* Provided text:
[Movies] Talk about the last movie you saw 2: Electric Threadaloo

Return of the Joker where they really drive home the point that in Batman Beyond Bruce Wayne is a complete failure.
 
Return of the Joker where they really drive home the point that in Batman Beyond Bruce Wayne is a complete failure.
In a way, yes. He couldn't ever solve the problem he wanted to, much like he'd never solve the case he wanted to. But at least in his fight against crime in Gotham, he could try to keep it at bay until inevitably his enemies died or grew too old, like himself. He didn't win, but he kept them from winning too.
 
I am pretty sure I saw Mask of the Phantasm in theaters! But I can't recall much of it, don't think I've seen it since I was really young.

I think The Dark Knight has higher highs than Batman Forever, and better scenes/performances, but it's still pretty uneven.

* Extracted material:
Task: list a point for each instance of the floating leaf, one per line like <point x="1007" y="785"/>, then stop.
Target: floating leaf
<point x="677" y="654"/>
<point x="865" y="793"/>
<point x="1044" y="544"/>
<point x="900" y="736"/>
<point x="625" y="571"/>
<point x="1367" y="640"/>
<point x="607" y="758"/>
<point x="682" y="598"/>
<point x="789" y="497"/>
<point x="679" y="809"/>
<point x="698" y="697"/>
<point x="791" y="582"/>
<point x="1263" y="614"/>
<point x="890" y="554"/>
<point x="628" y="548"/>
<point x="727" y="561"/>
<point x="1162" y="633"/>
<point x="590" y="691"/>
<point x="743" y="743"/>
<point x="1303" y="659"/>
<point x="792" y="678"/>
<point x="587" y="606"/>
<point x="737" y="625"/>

* What to do:
#1 According to the movie forum thread, which film does one poster think they saw in theaters but remember little of?
#2 Write the next part of the movie forum thread, picking up after its final post.

* Results for each task:
#1 Mask of the Phantasm.

#2
 
I don't think I've seen all of Mask of the Phantasm at once and I've seen NONE of Mystery of the Batwoman. I've seen Subzero a few times.

Return of the Joker is by far my favorite though.
 
In a way, yes. He couldn't ever solve the problem he wanted to, much like he'd never solve the case he wanted to. But at least in his fight against crime in Gotham, he could try to keep it at bay until inevitably his enemies died or grew too old, like himself. He didn't win, but he kept them from winning too.
Batman is Quintus Fabius Maximus.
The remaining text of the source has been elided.